----- EXTRACT PROVIDED -----

You’d train on the training data and evaluate on the test data. Much simpler! The reason is that developing a model always involves tuning its configuration: for
example, choosing the number of layers or the size of the layers (called the hyper-parameters of the model, to distinguish them from the parameters, which are the network’s weights). You do this tuning by using as a feedback signal the performance of the model on the validation data. In essence, this tuning is a form of learning: a search
for a good configuration in some parameter space. As a result, tuning the configuration of the model based on its performance on the validation set can quickly result in overfitting to the validation set, even though your model is never directly trained on it.

Central to this phenomenon is the notion of information leaks. Every time you tune a hyperparameter of your model based on the model’s performance on the validation set, some information about the validation data leaks into the model. If you do this only once, for one parameter, then very few bits of information will leak, and your validation
set will remain reliable to evaluate the model. But if you repeat this many times—running one experiment, evaluating on the validation set, and modifying your model as a result — then you’ll leak an increasingly significant amount of information about the validation set into the model.

At the end of the day, you'll end up with a model that performs artificially well on the validation data, because that’s what you optimized it for. You care about performance on completely new data, not the validation data, so you need to use a completely different, never-before-seen, dataset to evaluate the model: the test set. Your model shouldn’t have had access to any information about the test set, even indirectly. If anything about the model has been tuned based on test set performance, then your measure of generalization will be flawed.

Splitting your data into training, validation, and test sets may seem straightforward, but there are a few advanced ways to do it that can come in handy when little data is available. The two classic approaches are: *hold-out* validation, and *K-fold* validation.

#### Things to keep in mind

*Data representativeness* — You want both your training set and test set to be representative of the data at hand. For instance, if you’re trying to classify images of digits, and you’re starting from an array of samples where the samples are ordered by their class, taking the first 80% of the array as your training set and the remaining 20% as your test set will result in your training set containing only classes 0-7, whereas your test set contains only classes 8–9. This seems like a ridiculous mistake, but it’s surprisingly common. For this reason, you usually should randomly shuffle your data before splitting it into training and test sets.

*The arrow of time* — If you’re trying to predict the future given the past (for example, tomorrow’s weather, stock movements, and so on), you should not randomly shuffle your data before splitting it, because doing so will create a temporal leak: your model will effectively be trained on data from the future. In such situations, you should always make sure all data in your test set is posterior to the data in the training set.

*Redundancy in your data* — If some data points in your data appear twice (fairly common with real-world data), then shuffling the data, and splitting it into a training set and a validation set will result in redundancy between the training and validation sets. In effect, you’ll be testing on part of your training data, which is the worst thing you can do! Make sure your training set and validation set are disjoint.

# 1. How to detect over-fitting

We'll be working with "IMDB dataset", a set of 50,000 highly-polarized reviews from the Internet Movie Database. They are split into 25,000 reviews for training and 25,000 reviews for testing, each set consisting in 50% negative and 50% positive reviews.

-----

Could you pick up the piece on validation data and overfitting after its final sentence and carry it on? You won't need the listing that follows the text.

----- DATA SHOWN -----

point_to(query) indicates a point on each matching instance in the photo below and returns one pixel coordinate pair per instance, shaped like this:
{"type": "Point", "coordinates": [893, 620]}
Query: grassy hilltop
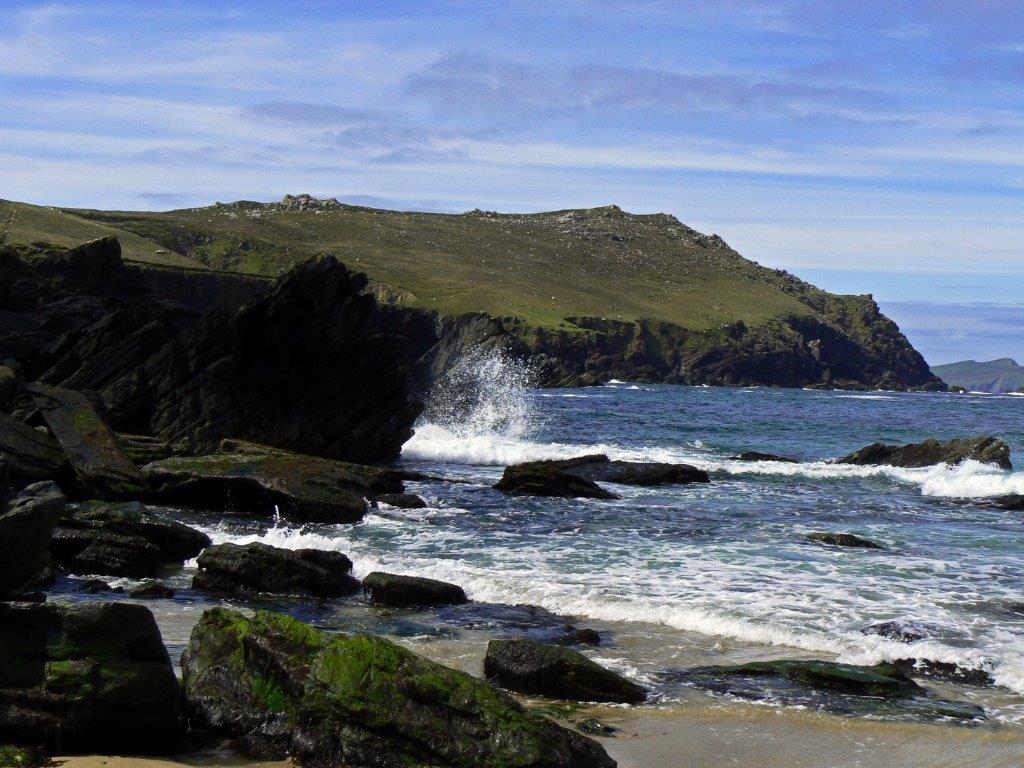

-----

▶ RESULT
The IMDB dataset comes packaged with Keras. It has already been preprocessed: the reviews (sequences of words) 
have been turned into sequences of integers, where each integer stands for a specific word in a dictionary.

The following code will load the dataset (when you run it for the first time, about 80MB of data will be downloaded to your machine).

In [None]:
from keras.datasets import imdb

(train_data, train_labels), (test_data, test_labels) = imdb.load_data(num_words=10000)

The argument `num_words=10000` means that we will only keep the top 10,000 most frequently occurring words in the training data. Rare words 
will be discarded. This allows us to work with vector data of manageable size.

The variables `train_data` and `test_data` are lists of reviews, each review being a list of word indices (encoding a sequence of words). Moreover, `train_labels` and `test_labels` are lists of 0s and 1s, where 0 stands for "negative" and 1 stands for "positive".

In [None]:
train_data[0]

Since we restricted ourselves to the top 10,000 most frequent words, no word index will exceed 10,000.

For kicks, here's how you can quickly decode one of these reviews back to English words.

In [None]:
# word_index is a dictionary mapping words to an integer index
word_index = imdb.get_word_index()

# We reverse it, mapping integer indices to words
reverse_word_index = dict([(value, key) for (key, value) in word_index.items()])

# We decode the review; note that our indices were offset by 3
# because 0, 1 and 2 are reserved indices for "padding", "start of sequence", and "unknown".
decoded_review = ' '.join([reverse_word_index.get(i - 3, '?') for i in train_data[0]])

print(decoded_review)

## 1.1 Preparing the data

We cannot feed lists of integers into a neural network. We have to turn our lists into tensors. There are two ways we could do that:

- We could pad our lists so that they all have the same length, and turn them into an integer tensor of shape `(samples, word_indices)`, then use as first layer in our network a layer capable of handling such integer tensors (the `Embedding` layer, which is covered in Chapter 6 of the book).

- We could one-hot encode our lists to turn them into vectors of 0s and 1s. Concretely, this would mean for instance turning the sequence `[3, 5]` into a 10,000-dimensional vector that would be all-zeros except for indices 3 and 5, which would be ones. Then we could use as first layer in our network a `Dense` layer, capable of handling floating point vector data.

We will go with the latter solution. Let's vectorize our data, which we will do manually for maximum clarity.

In [None]:
import numpy as np

def vectorize_sequences(sequences, dimension=10000):
    results = np.zeros((len(sequences), dimension))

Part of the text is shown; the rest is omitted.